◆ Source excerpt
__________________________________________________

King moved to Jackson in 2004 with her then-boyfriend, now husband, Jona King. She’d grown up in Acton, Massachusetts, and her family hiked, camped, and backpacked in the Adirondack mountains.
Both Jess and Jona were working as hydrogeological technicians back East and wanted a change. They planned, as many people do, to come to Jackson for a single winter. During her interview at Jackson Hole Mountain Resort she said she knew how to ski—a bit of an exaggeration—but working at Corbet’s Cabin on top of the Jackson Hole Aerial Tram allowed her plenty of practice.
A year or so later King took a job at Rendezvous Engineering. One of her colleagues was a former search and rescue volunteer, and she became intrigued by the possibility of joining the group. He told her the most important skill volunteers needed was the ability to act as a good team member. King, who wasn’t previously sure if search and rescue was right for her, figured she could be a good team member, so she decided to give it a go.
“Jackson was a place I found a real home in, and the community really supported me,” she says. “I wanted to find a way to give back.”
In 2006, she applied to Teton County Search and Rescue and became an operational member in 2007. She moved into a position as coordinator in 2013, and was promoted to supervisor last year. In this role, she still trains and participates in rescues with volunteers, but she also works behind the scenes, coordinating with groups like ski patrol, or agencies like the U.S. Forest Service, as well as team members in charge of equipment and gear. King also helps coordinate trainings where team members learn rigging techniques and how to safely work with helicopters.
“I help make sure we are ready to rescue 24/7,” she says. And the rescues come year-round—up to 100 per year.
In the winter and spring there are avalanches and skiing accidents. Summer brings mountain bike crashes, hiking and paragliding injuries, and river rescues, while fall involves searching for lost hunters and people injured after being thrown from horses.
According to King, the most important part of the team’s success is the synergy of its members.
“You can’t get a rescue done if you can’t work together,” she says.

__________________________________________________

Pointing dataset records:
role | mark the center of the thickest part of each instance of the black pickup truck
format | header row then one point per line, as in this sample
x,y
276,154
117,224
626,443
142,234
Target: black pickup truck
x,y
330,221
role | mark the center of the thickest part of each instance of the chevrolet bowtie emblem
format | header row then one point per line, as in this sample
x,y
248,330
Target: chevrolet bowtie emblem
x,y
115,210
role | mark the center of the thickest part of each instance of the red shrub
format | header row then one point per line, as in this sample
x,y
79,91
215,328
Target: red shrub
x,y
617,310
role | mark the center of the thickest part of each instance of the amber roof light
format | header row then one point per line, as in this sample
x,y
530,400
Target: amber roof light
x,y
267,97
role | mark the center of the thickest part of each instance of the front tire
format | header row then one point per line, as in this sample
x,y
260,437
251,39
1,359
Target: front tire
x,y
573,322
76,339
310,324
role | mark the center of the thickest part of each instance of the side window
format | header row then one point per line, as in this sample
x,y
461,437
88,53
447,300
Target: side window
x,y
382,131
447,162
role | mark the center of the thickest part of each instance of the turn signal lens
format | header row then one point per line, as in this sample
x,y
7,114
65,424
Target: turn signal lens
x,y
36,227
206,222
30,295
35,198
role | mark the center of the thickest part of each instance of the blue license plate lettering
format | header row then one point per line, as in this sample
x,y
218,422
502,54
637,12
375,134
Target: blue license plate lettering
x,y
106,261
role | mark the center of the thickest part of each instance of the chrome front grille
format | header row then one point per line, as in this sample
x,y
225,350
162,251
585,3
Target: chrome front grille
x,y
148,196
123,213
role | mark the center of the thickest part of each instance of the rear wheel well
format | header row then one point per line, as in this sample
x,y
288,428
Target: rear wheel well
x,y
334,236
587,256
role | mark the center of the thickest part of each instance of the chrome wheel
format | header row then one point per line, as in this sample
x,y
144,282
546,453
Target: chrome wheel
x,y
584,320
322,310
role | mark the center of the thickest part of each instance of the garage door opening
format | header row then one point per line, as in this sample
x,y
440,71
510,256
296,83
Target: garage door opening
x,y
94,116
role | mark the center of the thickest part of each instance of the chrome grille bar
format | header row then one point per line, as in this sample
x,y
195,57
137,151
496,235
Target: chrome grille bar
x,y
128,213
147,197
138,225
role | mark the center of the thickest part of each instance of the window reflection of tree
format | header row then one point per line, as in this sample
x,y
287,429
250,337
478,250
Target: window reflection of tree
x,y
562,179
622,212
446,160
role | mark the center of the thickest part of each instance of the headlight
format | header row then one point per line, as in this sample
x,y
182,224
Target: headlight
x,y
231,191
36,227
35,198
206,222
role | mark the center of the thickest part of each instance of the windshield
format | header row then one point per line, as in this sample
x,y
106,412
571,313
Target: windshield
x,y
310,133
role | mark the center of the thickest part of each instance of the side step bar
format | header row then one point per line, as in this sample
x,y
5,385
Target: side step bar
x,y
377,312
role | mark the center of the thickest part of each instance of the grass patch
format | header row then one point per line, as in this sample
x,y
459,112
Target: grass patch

__________________________________________________

◆ Directives
1) Answer these questions from the search and rescue profile:
(a) Where did King grow up?
(b) In what year did King become an operational member of Teton County Search and Rescue?
(c) Up to how many rescues does the team carry out each year?
2) Identify every line of the records that contains the string "reflection", and copy each one.
The text and the records have no connection to each other.

◆ Written answers
1)
(a) Acton, Massachusetts
(b) 2007
(c) Up to 100

2)
role | mark the center of the thickest part of each instance of the window reflection of tree
Target: window reflection of tree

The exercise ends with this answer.